### Given records
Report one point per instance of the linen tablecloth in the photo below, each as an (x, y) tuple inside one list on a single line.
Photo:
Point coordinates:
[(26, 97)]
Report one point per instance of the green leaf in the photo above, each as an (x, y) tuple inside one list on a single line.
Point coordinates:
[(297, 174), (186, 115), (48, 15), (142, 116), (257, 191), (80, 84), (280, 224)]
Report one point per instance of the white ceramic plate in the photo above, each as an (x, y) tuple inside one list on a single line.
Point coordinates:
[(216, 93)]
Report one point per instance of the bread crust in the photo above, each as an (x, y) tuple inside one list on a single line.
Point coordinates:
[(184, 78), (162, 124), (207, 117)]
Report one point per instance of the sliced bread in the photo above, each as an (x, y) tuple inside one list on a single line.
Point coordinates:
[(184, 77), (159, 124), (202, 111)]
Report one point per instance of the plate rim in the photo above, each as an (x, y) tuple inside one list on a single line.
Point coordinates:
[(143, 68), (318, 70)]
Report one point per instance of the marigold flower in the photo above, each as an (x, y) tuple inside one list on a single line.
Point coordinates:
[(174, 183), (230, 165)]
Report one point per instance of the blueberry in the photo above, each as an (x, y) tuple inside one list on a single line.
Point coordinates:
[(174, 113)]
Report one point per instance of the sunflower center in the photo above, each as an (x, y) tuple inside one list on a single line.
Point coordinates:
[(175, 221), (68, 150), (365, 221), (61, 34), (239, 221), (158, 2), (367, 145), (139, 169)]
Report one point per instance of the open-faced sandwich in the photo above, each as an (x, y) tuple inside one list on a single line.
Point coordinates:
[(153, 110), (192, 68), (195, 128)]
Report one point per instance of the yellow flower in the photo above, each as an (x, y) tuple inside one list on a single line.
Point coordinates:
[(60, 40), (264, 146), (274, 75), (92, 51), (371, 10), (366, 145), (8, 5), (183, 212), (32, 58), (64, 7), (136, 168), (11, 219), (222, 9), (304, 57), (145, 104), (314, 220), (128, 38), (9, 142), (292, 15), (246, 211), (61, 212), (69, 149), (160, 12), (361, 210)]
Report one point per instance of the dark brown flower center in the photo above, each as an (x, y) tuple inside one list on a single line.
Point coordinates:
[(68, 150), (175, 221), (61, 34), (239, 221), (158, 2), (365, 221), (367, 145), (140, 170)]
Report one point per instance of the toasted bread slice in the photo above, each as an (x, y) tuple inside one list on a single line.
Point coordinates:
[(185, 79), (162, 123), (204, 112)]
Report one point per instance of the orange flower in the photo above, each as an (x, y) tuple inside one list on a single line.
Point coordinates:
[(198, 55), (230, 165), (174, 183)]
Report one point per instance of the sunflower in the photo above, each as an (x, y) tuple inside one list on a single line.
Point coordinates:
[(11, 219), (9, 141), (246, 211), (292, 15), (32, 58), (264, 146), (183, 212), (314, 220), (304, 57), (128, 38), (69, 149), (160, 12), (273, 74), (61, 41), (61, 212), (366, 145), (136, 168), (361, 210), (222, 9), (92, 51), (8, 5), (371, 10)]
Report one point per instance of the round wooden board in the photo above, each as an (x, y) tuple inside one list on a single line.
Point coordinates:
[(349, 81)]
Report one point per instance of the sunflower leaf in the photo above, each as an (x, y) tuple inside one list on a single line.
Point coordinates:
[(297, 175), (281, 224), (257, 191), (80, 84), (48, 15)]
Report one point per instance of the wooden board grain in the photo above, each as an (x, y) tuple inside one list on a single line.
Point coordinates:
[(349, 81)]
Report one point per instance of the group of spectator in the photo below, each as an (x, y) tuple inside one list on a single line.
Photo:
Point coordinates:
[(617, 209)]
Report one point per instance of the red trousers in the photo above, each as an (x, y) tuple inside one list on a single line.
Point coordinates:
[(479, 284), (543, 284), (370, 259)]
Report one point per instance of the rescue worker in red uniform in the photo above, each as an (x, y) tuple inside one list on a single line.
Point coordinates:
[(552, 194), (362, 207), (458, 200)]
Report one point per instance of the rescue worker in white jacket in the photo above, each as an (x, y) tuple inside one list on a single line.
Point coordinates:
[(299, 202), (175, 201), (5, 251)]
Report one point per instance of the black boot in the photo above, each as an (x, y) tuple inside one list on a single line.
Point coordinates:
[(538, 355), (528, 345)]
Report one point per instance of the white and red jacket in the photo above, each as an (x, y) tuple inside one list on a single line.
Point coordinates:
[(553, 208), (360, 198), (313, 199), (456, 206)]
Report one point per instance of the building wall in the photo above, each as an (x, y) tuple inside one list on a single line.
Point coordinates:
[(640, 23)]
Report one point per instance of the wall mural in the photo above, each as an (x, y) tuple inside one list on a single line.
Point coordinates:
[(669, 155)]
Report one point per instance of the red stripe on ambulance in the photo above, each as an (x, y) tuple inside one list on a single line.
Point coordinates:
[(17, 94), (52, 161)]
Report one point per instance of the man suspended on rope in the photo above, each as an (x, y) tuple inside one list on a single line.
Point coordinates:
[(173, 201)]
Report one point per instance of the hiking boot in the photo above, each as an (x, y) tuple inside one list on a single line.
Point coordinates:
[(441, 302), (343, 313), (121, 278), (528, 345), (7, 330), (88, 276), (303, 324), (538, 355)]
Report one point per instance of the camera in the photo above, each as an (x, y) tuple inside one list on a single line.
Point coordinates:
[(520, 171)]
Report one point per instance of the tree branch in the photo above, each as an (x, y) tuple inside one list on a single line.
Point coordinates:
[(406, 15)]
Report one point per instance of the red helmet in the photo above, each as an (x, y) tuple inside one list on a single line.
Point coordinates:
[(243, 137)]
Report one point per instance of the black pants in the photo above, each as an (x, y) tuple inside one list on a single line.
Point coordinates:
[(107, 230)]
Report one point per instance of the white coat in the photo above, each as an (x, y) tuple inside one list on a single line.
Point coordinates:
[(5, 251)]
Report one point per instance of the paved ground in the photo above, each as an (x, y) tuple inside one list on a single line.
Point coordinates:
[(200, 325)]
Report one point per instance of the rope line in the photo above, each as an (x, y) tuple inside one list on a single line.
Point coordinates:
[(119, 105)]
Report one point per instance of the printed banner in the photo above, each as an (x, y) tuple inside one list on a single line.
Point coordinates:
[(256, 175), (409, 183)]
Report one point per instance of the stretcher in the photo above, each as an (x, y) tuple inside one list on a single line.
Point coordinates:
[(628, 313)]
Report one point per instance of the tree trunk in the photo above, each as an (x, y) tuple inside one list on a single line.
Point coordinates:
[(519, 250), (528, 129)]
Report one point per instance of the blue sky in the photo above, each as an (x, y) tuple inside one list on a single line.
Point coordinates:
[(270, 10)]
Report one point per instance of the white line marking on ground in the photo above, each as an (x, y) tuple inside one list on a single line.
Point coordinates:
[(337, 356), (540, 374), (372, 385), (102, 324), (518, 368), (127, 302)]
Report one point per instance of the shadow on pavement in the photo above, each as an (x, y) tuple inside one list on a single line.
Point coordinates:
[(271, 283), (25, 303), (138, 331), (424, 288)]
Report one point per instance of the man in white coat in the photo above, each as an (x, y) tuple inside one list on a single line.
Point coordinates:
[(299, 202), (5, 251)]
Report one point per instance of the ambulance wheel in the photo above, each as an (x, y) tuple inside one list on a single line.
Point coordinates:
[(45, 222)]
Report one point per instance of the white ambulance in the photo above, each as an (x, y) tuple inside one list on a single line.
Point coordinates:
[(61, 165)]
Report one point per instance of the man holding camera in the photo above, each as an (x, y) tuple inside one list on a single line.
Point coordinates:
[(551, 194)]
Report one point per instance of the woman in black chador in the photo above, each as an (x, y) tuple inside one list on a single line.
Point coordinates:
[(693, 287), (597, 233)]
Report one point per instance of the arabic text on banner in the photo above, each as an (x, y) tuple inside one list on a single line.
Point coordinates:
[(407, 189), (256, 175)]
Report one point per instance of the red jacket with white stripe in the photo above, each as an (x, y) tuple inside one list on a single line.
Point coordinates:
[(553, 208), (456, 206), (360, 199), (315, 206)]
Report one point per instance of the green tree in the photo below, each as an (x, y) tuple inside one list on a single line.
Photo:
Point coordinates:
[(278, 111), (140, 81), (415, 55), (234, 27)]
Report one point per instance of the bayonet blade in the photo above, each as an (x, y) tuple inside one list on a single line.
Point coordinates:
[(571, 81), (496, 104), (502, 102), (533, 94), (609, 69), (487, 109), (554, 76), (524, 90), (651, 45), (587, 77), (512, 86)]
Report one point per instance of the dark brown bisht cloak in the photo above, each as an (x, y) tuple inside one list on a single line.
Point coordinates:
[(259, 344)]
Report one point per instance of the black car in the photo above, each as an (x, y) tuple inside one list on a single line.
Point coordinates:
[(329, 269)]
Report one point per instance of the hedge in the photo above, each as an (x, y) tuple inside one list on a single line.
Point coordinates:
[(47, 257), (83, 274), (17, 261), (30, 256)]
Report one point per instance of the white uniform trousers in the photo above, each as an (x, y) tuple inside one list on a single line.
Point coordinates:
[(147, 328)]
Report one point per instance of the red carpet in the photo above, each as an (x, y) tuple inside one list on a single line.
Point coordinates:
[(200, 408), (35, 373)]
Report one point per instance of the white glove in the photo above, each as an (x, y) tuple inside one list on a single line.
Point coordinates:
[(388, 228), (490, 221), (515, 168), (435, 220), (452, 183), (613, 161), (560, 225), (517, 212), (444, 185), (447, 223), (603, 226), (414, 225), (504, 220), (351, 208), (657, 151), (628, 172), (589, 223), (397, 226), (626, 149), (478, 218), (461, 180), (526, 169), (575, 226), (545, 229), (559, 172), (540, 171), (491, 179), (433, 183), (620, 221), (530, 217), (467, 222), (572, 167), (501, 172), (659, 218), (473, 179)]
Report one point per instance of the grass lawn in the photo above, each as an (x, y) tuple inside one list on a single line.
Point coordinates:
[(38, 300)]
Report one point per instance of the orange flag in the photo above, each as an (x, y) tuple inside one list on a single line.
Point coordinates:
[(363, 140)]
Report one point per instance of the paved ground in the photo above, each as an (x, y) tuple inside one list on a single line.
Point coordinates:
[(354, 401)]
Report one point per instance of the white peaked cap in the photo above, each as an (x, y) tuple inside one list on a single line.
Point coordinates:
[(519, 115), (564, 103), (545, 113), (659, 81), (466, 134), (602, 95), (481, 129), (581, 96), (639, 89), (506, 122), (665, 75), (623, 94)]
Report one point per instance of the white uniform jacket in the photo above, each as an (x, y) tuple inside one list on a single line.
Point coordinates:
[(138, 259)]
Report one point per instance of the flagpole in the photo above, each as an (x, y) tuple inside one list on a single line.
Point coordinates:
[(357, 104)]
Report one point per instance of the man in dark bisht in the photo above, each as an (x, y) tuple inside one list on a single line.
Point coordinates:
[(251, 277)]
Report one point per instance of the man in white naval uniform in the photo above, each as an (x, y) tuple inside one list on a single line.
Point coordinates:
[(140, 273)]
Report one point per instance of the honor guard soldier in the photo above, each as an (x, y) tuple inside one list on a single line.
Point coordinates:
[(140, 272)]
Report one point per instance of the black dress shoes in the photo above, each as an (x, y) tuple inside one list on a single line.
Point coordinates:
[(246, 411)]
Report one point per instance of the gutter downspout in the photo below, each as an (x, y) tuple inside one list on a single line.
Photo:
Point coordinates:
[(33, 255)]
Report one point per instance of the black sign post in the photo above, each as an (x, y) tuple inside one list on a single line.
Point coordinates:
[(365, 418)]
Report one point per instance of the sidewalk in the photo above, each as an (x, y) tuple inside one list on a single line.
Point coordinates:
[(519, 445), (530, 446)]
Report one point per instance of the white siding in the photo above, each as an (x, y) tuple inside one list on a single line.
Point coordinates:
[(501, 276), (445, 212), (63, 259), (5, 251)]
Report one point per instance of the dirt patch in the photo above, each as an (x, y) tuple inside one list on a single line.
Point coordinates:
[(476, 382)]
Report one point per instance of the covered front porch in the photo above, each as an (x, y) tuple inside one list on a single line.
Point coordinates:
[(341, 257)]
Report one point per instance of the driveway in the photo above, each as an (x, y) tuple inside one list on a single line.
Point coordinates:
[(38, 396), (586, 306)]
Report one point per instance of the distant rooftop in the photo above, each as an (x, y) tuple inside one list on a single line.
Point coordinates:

### Given request
Could you write down, word for word, the lines of the listing starting with the line that contains "Report one point per instance of the white glove" and going on through the line that contains "218), (473, 179)]", both ends included?

### Full response
Report one point per instance of the white glove in the photo above, each as an (x, y) tuple inside one list on a single line.
Point coordinates:
[(388, 228), (490, 221), (515, 168), (435, 220), (452, 183), (613, 161), (560, 225), (517, 212), (444, 185), (447, 223), (603, 226), (414, 225), (504, 220), (351, 208), (657, 151), (628, 172), (589, 223), (397, 226), (626, 149), (478, 218), (461, 180), (526, 169), (575, 226), (545, 229), (559, 172), (540, 171), (491, 179), (433, 183), (620, 221), (530, 217), (467, 222), (572, 167), (501, 172), (659, 218), (473, 179)]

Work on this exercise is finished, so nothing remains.